DOCUMENT SEGMENT START

Identifying the Real Problem: Beyond “Just Tell Them”

Have you ever noticed how easy it is for people to assume that workplace learning is simply a knowledge problem?

That if we explain what to do clearly enough, people will naturally start doing it?

Sometimes that’s true. But in learning design, sometimes isn’t a strategy.

One of the questions we ask at the start of every project is deceptively simple:

Is this really a knowledge gap? 

Because knowledge is only part of the learning game. In performance-driven contexts, it’s not what learners understand that matters most—it’s what they do. 

As many learning professionals have observed, you don’t want a firefighter who can explain how to put out a fire. You want one who actually puts it out. 

So, if performance isn’t improving, and simply telling people what to do isn’t working, what else should we be looking for?

1. Skills: When “Knowing” Isn’t “Doing”

Even when learners know what they should do, they may not know how to apply that knowledge in the messy, complex reality of work. 

We’ve worked with clients who initially framed their challenge as a knowledge gap—only to discover, after speaking with learners, that the real issue was skill. 

In one case, an organisation was investing in a significant uplift in risk capability and culture. Months into the initiative, the evidence suggested strong knowledge: 

  • Learners could define key risk concepts and terminology.

DOCUMENT SEGMENT END
INFORMATION GIVEN START

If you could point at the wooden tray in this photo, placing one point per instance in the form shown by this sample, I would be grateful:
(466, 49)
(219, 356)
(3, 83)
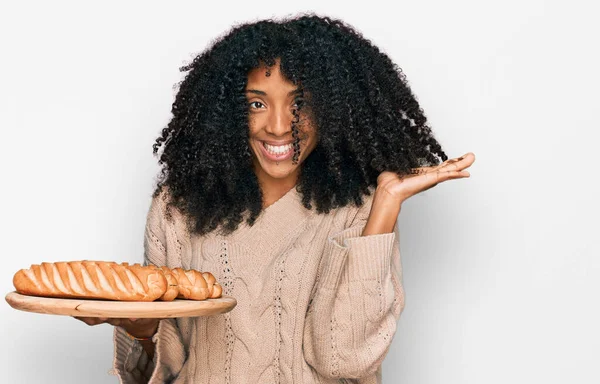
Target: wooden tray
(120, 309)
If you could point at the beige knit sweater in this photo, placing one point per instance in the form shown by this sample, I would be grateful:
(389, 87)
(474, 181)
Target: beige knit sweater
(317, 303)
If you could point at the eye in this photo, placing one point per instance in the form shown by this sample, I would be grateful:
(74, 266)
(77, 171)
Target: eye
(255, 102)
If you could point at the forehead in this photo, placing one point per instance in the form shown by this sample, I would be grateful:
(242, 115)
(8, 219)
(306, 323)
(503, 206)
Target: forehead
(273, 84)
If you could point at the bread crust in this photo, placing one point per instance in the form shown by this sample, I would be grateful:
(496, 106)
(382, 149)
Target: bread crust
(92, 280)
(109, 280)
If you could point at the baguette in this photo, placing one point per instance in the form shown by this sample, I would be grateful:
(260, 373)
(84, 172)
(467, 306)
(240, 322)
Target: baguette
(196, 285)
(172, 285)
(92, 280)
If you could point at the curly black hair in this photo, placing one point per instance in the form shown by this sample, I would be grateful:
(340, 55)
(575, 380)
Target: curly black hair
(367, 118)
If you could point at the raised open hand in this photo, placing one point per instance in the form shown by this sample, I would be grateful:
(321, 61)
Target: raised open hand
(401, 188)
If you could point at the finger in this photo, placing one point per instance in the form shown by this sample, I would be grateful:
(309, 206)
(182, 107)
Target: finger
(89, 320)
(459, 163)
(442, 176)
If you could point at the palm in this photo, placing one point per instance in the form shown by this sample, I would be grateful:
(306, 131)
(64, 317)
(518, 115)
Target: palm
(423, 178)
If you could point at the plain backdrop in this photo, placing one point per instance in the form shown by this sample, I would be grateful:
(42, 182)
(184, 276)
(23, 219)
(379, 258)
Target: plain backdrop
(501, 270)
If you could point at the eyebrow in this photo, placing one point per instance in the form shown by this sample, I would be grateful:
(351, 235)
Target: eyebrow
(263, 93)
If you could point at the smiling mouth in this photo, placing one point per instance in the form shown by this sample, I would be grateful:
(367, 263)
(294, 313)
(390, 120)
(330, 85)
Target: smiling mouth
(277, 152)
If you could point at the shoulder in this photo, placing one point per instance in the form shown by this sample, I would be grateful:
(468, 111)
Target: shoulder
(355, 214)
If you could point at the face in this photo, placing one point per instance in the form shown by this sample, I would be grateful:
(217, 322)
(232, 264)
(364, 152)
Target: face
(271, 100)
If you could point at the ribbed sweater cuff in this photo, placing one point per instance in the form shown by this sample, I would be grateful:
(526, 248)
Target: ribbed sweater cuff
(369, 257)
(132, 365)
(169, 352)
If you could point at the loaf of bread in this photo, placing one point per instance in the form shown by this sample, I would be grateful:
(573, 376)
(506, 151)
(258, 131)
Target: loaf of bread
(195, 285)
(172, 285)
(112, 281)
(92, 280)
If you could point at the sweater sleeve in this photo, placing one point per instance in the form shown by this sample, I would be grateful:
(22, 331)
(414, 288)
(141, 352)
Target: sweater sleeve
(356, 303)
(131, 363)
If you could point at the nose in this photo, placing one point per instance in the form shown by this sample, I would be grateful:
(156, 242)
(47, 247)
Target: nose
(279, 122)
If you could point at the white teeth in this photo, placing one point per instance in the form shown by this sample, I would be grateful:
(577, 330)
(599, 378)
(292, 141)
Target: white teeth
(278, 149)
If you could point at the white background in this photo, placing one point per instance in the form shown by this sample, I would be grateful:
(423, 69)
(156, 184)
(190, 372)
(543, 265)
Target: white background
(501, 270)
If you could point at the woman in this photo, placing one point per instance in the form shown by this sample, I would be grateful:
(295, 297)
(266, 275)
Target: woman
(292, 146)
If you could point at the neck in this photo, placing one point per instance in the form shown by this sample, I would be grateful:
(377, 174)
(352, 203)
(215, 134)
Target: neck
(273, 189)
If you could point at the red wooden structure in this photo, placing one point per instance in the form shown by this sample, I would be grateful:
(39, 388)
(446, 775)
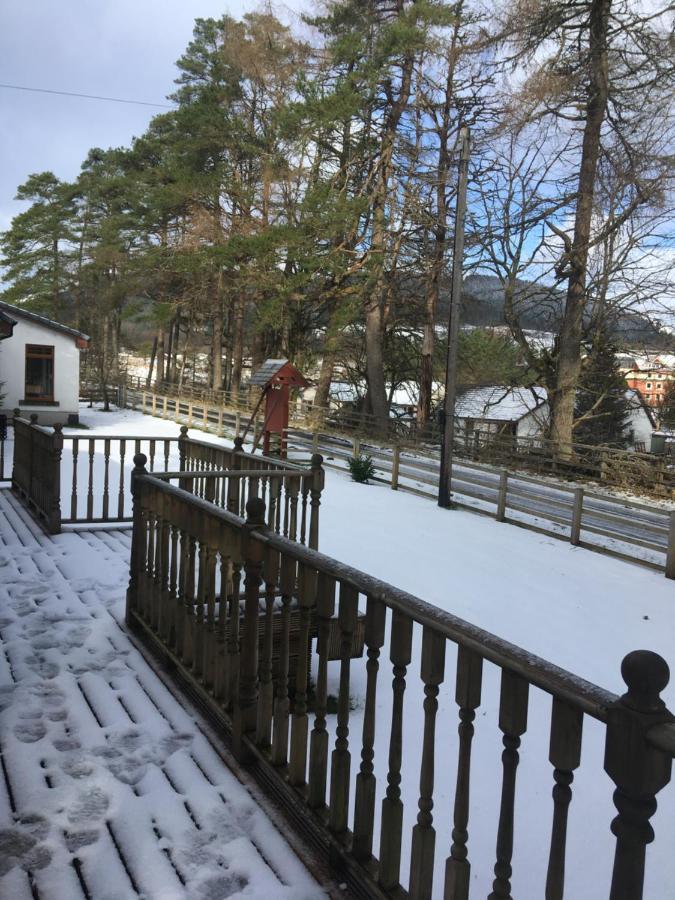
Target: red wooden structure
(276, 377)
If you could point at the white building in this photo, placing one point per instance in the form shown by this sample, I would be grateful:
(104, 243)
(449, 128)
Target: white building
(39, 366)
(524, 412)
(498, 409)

INFORMATION GIVEN END

EXERCISE 1:
In the learning design article, what question is asked at the start of every project?
EXERCISE 2:
Copy the learning design article word for word, from "Is this really" down to "most—it’s what they do.".
EXERCISE 3:
Using the learning design article, mark each statement yes or no, and quote the words that decide it.
(a) The firefighter you want is one who can explain how to put out a fire.
(b) In one case, an organisation was investing in an uplift in risk capability and culture.
(c) Months into that initiative, the evidence suggested weak knowledge.

PROBLEM SOLUTION 1:
"Is this really a knowledge gap?"

PROBLEM SOLUTION 2:
Is this really a knowledge gap? 

Because knowledge is only part of the learning game. In performance-driven contexts, it’s not what learners understand that matters most—it’s what they do.

PROBLEM SOLUTION 3:
(a) No: "you don’t want a firefighter who can explain how to put out a fire. You want one who actually puts it out."
(b) Yes: "an organisation was investing in a significant uplift in risk capability and culture"
(c) No: "the evidence suggested strong knowledge"